┏━━

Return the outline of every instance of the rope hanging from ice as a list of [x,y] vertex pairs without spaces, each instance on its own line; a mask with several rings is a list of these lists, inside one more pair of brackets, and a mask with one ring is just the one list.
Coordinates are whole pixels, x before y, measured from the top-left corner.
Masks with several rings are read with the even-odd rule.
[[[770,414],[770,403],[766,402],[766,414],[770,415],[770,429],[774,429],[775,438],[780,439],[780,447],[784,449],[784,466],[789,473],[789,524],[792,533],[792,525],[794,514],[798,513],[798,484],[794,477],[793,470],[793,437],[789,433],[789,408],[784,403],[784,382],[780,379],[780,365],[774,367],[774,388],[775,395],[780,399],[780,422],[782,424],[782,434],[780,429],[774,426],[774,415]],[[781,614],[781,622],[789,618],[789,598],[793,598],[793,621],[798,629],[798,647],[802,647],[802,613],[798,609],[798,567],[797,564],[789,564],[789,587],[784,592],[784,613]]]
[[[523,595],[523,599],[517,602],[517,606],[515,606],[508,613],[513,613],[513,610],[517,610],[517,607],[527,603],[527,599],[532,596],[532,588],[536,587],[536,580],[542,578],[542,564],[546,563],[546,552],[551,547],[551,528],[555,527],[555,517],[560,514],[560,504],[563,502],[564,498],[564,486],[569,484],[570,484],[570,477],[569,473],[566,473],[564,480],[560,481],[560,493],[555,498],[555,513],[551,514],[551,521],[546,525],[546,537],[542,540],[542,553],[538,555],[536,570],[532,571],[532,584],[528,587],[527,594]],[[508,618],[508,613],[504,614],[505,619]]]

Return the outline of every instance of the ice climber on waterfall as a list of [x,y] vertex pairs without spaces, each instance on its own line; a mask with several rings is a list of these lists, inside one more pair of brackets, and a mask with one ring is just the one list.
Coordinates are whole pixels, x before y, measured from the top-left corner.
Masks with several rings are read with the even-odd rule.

┗━━

• PROBLEM DETAILS:
Update the data above by replacing "whole pixels" with "integer pixels" throughout, and leave everything else unchanged.

• FULL ANSWER:
Return the outline of every instance of the rope hanging from ice as a list of [x,y] vertex pairs without spaces, each instance on its own line; a mask with several rings is a list of these lists, inside one more pair of brackets, and a mask with one ring is just the one list.
Coordinates are integer pixels, x before y, measured from the top-left corner.
Masks with several rings are read with the even-odd rule.
[[[770,414],[770,403],[766,402],[766,414],[770,415],[770,429],[774,429],[775,438],[780,439],[780,447],[784,449],[784,466],[789,473],[789,524],[792,533],[792,525],[794,514],[798,513],[798,484],[794,477],[793,470],[793,437],[789,433],[789,408],[784,403],[784,382],[780,379],[780,365],[774,367],[774,388],[775,395],[780,399],[780,422],[782,424],[782,434],[780,429],[774,426],[774,415]],[[781,614],[781,622],[789,618],[789,598],[793,598],[793,621],[798,629],[798,647],[802,647],[802,613],[798,609],[798,567],[797,564],[789,564],[789,587],[784,592],[784,613]]]
[[[523,595],[523,599],[517,602],[517,606],[515,606],[508,613],[513,613],[513,610],[517,610],[517,607],[527,603],[527,599],[532,596],[532,588],[536,587],[536,580],[542,578],[542,564],[546,563],[546,552],[551,547],[551,528],[555,527],[555,517],[560,514],[560,504],[563,502],[564,498],[564,486],[569,484],[570,484],[570,477],[569,473],[566,473],[564,480],[560,481],[560,493],[555,498],[555,513],[551,514],[551,521],[546,525],[546,537],[542,540],[542,553],[538,555],[536,570],[532,571],[532,584],[528,587],[527,594]],[[508,618],[508,613],[504,614],[505,619]]]

Return the outline of every instance of the ice climber on waterfall as a list of [x,y] vertex pairs without spaces, each instance on its own line; a mask with several rings is a list of these lists, inside one more pair of brackets, and a mask with one ring is just the one list.
Coordinates are integer pixels, x before y, measured from the top-left corner.
Masks with several rings are read with the even-odd rule.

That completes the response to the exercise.